* Working data:
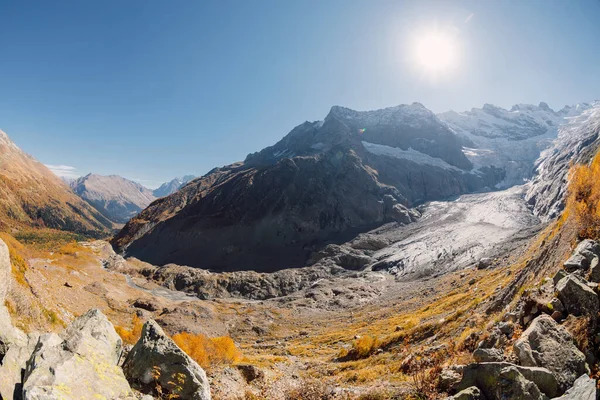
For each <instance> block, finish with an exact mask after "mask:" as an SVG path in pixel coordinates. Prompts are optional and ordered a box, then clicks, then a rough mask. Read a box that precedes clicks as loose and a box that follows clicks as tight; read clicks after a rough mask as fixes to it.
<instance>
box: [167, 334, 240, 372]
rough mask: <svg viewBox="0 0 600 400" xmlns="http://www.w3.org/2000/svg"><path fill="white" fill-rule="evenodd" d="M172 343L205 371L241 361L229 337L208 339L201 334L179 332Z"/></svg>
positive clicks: (224, 336) (233, 344) (175, 335)
mask: <svg viewBox="0 0 600 400" xmlns="http://www.w3.org/2000/svg"><path fill="white" fill-rule="evenodd" d="M173 341H174V342H175V343H176V344H177V346H179V347H180V348H181V349H182V350H183V351H184V352H186V353H187V354H188V355H189V356H190V357H192V359H194V360H195V361H196V362H197V363H198V364H200V366H201V367H202V368H205V369H210V368H211V367H214V366H216V365H224V364H233V363H235V362H238V361H240V360H241V359H242V353H241V351H240V350H239V349H238V348H237V347H236V345H235V343H234V342H233V339H231V338H230V337H229V336H223V337H217V338H208V337H207V336H205V335H202V334H199V335H194V334H191V333H188V332H181V333H178V334H176V335H174V336H173Z"/></svg>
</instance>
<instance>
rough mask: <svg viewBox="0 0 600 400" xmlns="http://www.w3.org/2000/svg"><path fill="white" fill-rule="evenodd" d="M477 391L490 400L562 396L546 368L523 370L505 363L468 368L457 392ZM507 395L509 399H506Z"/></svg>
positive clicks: (479, 364)
mask: <svg viewBox="0 0 600 400" xmlns="http://www.w3.org/2000/svg"><path fill="white" fill-rule="evenodd" d="M472 386H476V387H478V388H479V389H480V390H481V392H482V394H483V395H484V396H485V398H486V399H488V400H503V399H507V398H509V399H523V400H525V399H540V400H542V399H544V397H543V396H542V393H543V394H544V395H546V396H548V397H555V396H556V395H557V394H558V393H559V388H558V384H557V381H556V378H555V377H554V376H553V375H552V373H551V372H550V371H549V370H547V369H545V368H538V367H522V366H517V365H513V364H509V363H505V362H489V363H479V364H470V365H467V366H466V367H465V369H464V371H463V378H462V381H461V382H460V384H459V386H458V390H464V389H468V388H470V387H472ZM506 394H510V396H507V397H505V395H506Z"/></svg>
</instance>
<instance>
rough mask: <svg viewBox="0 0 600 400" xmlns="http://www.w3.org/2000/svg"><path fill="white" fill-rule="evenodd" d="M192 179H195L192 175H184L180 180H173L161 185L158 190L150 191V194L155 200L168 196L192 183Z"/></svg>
mask: <svg viewBox="0 0 600 400" xmlns="http://www.w3.org/2000/svg"><path fill="white" fill-rule="evenodd" d="M194 178H195V176H194V175H185V176H183V177H181V178H175V179H173V180H171V181H169V182H165V183H163V184H162V185H160V187H159V188H158V189H156V190H153V191H152V194H153V195H154V197H156V198H157V199H158V198H161V197H165V196H168V195H170V194H173V193H175V192H176V191H178V190H179V189H181V188H182V187H183V186H185V185H186V184H187V183H188V182H190V181H192V180H193V179H194Z"/></svg>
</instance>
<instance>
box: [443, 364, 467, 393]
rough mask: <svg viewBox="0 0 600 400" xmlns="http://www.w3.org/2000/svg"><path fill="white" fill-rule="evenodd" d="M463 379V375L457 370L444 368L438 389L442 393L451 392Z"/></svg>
mask: <svg viewBox="0 0 600 400" xmlns="http://www.w3.org/2000/svg"><path fill="white" fill-rule="evenodd" d="M461 379H462V374H461V373H460V372H459V371H456V369H455V368H444V369H443V370H442V372H440V376H439V377H438V383H437V388H438V389H439V390H440V391H441V392H446V393H448V392H451V391H453V390H454V389H455V388H456V387H457V386H458V384H459V383H460V380H461Z"/></svg>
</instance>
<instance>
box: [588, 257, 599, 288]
mask: <svg viewBox="0 0 600 400" xmlns="http://www.w3.org/2000/svg"><path fill="white" fill-rule="evenodd" d="M588 280H589V281H590V282H595V283H600V258H598V257H594V258H592V261H591V263H590V274H589V275H588Z"/></svg>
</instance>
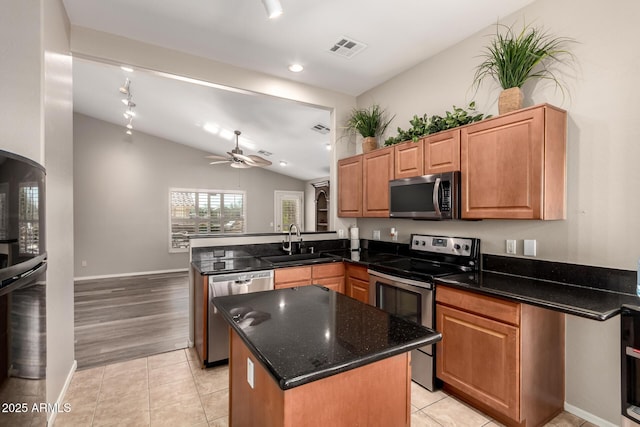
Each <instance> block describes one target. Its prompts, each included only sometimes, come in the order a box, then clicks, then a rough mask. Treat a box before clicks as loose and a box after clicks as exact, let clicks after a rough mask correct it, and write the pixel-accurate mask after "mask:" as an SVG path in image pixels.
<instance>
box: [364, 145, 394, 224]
mask: <svg viewBox="0 0 640 427" xmlns="http://www.w3.org/2000/svg"><path fill="white" fill-rule="evenodd" d="M392 179H393V147H388V148H384V149H380V150H375V151H371V152H369V153H366V154H364V155H363V156H362V181H363V182H362V184H363V187H364V194H363V196H362V197H363V207H362V214H363V216H365V217H387V218H388V217H389V181H390V180H392Z"/></svg>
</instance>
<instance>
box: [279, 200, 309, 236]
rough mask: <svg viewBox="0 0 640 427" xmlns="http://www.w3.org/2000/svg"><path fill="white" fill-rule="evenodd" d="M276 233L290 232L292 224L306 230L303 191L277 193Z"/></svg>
mask: <svg viewBox="0 0 640 427" xmlns="http://www.w3.org/2000/svg"><path fill="white" fill-rule="evenodd" d="M275 200H276V202H275V207H276V212H275V217H276V223H275V231H276V232H280V231H288V230H289V226H290V225H291V224H297V225H298V226H299V227H300V229H301V230H303V229H304V224H303V222H304V221H303V218H304V209H303V205H304V193H303V192H302V191H276V192H275Z"/></svg>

* Task prompt:
Restate word for word the lines above, beginning with the one that contains "233L290 232L292 224L306" and ending with the last line.

* Expected output:
rough mask: <svg viewBox="0 0 640 427" xmlns="http://www.w3.org/2000/svg"><path fill="white" fill-rule="evenodd" d="M276 233L290 232L292 224L306 230L303 191L277 193Z"/></svg>
mask: <svg viewBox="0 0 640 427" xmlns="http://www.w3.org/2000/svg"><path fill="white" fill-rule="evenodd" d="M275 200H276V202H275V207H276V212H275V217H276V223H275V231H276V232H280V231H288V230H289V226H290V225H291V224H297V225H298V226H299V227H300V229H301V230H303V229H304V224H303V222H304V221H303V218H304V209H303V205H304V193H303V192H302V191H276V192H275Z"/></svg>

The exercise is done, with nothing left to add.